### Document extract
Even with all-fiber entanglement generation and propagation in terms of quantum solitons, the achievable distance of quantum communication would still be limited by channel losses and dark counts in the detectors. The maximum range of communication remains on the order of 100 km (in the MAN regime). Hence, the eventual long-distance propagation of entanglement in fibers requires hybrid schemes combined with quantum relays or quantum memories. It might be a bit of a surprise that the long-distance entanglement propagation problem is so closely attached to the entanglement storage problem.

 

figure

Time-bin entanglement: A pump laser pulse is split by passing through an interferometer with long (L) and short (S) arms, including a phase difference Φ. The two pulses are then used as pumps for a nonlinear crystal, which converts them into time-delayed photon pairs. Normally, it is possible to identify which time-bin these photon pairs belong to. This time delay Δt is, however, compensated afterwards so that the eventual state is a superposition of photon pairs in different time-bins, and is entangled.

The degree of freedom chosen for entanglement also limits the distance over which the entangled state could be preserved in fiber. Due to polarization randomization, polarization entanglement is not favored, although advances in fiber technology polarization mode dispersion could make it increasingly tolerable. Instead, time-bin entanglement is usually preferred for its robustness against polarization distortion.

Thermal variations, mechanical disturbances and other environmental effects would cause stress fluctuations along the fiber for longer distances and, in return, birefringence properties of the fiber would exhibit random fluctuations. As a result, the polarization state of the entangled photon pair could change. With the help of tunable correction mechanisms, polarization changes can be corrected in not-so-large networks. All-fiber schemes for entanglement generation and long-distance propagation that require highly nonlinear fibers need to accommodate polarization drift by employing a polarization-diverse design.

Outlook

This brief review presents only some of the activities and results in entanglement generation and propagation in fibers. This system is considered to be one of the most promising components of a potential long-distance quantum communications network.

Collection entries
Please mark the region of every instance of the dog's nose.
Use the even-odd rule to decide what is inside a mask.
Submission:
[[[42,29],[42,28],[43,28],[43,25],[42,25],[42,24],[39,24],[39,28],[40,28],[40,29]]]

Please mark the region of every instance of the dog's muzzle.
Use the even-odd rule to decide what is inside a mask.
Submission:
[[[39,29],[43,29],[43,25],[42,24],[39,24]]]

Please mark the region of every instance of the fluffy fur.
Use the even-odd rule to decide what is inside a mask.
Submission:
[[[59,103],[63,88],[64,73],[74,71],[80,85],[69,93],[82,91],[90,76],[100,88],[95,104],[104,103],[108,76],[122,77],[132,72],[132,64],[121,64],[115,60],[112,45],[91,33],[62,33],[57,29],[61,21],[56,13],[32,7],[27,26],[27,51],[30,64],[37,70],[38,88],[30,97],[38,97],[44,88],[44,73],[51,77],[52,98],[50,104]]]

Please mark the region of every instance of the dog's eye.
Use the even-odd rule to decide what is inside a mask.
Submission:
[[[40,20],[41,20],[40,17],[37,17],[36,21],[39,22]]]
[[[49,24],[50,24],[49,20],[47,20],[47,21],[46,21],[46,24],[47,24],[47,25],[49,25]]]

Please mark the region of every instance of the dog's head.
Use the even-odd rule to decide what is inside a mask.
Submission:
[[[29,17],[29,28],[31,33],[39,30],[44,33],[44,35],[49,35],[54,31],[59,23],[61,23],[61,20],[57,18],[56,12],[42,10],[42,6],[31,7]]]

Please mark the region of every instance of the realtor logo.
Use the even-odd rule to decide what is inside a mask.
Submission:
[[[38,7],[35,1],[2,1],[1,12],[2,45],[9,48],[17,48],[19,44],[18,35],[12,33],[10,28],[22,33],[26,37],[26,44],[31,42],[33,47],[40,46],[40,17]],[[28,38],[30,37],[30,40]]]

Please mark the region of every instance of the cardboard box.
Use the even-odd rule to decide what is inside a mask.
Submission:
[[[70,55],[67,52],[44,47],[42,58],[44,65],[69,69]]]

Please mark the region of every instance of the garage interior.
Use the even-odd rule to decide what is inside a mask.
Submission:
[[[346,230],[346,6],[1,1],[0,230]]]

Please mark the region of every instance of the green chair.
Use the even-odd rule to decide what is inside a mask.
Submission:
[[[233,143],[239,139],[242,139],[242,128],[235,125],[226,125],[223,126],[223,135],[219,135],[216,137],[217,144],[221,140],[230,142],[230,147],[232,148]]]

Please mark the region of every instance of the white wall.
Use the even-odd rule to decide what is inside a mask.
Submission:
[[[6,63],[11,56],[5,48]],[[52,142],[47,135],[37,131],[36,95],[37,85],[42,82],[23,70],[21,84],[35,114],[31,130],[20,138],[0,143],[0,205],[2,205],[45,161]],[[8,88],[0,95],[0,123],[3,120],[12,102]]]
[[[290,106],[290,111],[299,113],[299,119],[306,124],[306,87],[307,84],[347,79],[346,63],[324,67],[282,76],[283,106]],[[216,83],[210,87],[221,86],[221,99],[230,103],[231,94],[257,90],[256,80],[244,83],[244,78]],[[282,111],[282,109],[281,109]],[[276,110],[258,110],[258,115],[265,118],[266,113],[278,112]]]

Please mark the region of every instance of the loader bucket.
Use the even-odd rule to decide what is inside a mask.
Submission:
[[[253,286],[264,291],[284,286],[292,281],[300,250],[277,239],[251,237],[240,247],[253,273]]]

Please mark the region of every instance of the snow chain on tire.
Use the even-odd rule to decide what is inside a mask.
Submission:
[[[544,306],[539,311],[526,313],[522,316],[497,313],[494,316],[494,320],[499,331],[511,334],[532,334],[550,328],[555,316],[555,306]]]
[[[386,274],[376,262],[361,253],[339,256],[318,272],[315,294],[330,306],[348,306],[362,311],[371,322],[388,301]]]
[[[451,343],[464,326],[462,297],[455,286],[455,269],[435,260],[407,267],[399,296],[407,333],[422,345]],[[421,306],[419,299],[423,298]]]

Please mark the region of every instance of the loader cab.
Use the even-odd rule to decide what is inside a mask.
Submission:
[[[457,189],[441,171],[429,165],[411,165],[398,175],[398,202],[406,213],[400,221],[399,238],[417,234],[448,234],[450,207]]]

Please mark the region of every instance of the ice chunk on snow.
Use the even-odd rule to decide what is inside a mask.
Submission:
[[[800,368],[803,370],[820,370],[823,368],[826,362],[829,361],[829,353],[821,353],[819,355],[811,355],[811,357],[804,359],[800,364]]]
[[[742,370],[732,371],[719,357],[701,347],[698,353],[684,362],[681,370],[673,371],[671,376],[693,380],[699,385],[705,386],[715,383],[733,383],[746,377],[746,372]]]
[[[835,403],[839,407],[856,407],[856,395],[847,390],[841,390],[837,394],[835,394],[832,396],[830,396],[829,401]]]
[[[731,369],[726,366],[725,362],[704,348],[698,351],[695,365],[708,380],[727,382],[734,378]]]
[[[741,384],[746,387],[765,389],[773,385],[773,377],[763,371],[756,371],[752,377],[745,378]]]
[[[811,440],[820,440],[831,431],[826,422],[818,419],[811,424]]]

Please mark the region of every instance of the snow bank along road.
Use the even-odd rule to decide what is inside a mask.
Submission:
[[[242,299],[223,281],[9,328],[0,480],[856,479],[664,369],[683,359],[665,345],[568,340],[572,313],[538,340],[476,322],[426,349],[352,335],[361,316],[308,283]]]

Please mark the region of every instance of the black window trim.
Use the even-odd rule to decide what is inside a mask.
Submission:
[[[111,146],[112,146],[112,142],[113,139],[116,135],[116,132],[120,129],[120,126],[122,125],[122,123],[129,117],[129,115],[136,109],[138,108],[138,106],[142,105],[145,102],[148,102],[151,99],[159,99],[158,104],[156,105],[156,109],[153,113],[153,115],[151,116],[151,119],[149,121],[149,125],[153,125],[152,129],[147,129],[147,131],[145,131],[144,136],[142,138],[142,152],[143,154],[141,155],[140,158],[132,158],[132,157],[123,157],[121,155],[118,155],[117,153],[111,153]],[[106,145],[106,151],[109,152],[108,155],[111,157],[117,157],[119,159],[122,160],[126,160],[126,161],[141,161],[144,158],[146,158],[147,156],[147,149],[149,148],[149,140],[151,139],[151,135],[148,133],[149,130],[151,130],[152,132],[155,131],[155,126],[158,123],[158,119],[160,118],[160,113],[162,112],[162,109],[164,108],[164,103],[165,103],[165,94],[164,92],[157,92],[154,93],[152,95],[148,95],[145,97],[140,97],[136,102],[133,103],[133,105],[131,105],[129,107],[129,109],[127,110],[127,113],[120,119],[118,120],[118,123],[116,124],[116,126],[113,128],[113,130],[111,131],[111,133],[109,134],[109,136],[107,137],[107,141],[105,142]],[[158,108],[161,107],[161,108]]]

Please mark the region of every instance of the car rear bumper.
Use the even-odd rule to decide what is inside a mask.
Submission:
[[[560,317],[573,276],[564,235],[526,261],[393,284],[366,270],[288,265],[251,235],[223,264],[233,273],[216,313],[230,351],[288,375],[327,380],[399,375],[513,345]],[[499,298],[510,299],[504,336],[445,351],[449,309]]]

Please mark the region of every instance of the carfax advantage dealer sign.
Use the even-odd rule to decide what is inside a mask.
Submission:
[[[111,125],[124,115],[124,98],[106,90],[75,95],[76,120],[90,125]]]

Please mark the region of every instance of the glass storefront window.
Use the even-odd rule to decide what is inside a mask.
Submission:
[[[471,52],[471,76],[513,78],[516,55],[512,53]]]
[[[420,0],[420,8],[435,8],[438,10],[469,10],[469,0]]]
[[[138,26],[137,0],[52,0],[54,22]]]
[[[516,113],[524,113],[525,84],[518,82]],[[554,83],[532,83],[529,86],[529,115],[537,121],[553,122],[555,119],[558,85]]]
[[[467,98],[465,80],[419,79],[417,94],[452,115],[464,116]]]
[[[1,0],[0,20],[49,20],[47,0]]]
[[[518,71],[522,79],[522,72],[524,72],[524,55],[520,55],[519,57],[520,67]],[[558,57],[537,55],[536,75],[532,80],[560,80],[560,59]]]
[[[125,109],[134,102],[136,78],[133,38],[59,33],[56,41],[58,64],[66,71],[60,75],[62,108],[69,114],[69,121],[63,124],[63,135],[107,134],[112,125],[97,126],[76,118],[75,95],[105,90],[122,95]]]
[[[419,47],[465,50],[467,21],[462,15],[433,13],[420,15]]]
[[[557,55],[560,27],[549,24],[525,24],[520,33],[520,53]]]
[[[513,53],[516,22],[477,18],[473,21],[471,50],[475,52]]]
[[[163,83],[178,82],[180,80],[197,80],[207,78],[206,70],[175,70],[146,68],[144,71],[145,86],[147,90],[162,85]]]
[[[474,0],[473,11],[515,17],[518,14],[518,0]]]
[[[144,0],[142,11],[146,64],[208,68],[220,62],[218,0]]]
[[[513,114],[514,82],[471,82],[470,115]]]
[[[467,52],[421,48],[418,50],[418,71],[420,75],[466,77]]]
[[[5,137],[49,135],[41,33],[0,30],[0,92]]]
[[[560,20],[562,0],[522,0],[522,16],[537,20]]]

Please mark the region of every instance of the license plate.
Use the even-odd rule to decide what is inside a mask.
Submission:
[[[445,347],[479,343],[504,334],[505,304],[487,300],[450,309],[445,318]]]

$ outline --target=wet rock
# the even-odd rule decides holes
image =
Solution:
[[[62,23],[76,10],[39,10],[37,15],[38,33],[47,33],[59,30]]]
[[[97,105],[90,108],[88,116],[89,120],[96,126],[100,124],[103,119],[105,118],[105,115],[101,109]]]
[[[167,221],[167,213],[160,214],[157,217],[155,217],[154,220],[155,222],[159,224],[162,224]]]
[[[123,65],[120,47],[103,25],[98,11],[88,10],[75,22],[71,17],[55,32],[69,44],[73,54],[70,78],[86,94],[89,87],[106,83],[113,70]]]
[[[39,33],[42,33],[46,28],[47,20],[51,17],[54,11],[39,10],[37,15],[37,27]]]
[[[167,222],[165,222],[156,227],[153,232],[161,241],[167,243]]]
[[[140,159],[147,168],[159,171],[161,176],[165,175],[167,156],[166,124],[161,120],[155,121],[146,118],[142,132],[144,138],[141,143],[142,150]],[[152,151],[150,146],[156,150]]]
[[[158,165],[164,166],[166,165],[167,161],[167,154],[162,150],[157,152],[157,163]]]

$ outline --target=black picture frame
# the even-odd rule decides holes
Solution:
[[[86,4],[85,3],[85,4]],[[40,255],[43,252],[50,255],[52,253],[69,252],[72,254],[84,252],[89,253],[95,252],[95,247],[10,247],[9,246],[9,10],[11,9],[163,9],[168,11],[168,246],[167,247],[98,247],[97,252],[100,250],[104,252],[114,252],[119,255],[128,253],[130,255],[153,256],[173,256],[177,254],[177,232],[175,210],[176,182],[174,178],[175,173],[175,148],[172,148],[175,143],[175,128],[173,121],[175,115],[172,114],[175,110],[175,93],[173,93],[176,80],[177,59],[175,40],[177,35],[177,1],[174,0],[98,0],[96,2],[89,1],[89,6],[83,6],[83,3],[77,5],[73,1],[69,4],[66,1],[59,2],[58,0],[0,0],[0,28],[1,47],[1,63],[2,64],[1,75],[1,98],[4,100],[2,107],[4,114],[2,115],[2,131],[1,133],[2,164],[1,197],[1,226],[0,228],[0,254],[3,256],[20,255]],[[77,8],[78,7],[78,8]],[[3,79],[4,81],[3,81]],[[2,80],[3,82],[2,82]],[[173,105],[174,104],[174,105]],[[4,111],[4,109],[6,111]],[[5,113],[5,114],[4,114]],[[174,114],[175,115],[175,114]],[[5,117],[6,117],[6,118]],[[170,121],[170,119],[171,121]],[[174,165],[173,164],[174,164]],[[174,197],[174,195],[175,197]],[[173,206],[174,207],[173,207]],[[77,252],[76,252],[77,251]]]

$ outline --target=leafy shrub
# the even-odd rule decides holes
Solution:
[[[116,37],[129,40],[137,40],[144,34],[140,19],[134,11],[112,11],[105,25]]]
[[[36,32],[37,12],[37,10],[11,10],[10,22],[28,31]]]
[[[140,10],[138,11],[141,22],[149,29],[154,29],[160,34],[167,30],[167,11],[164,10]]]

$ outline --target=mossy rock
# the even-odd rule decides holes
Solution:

### The request
According to the text on entanglement in optical fibers, what is the maximum range of quantum communication?

### Correct result
On the order of 100 km, in the MAN regime.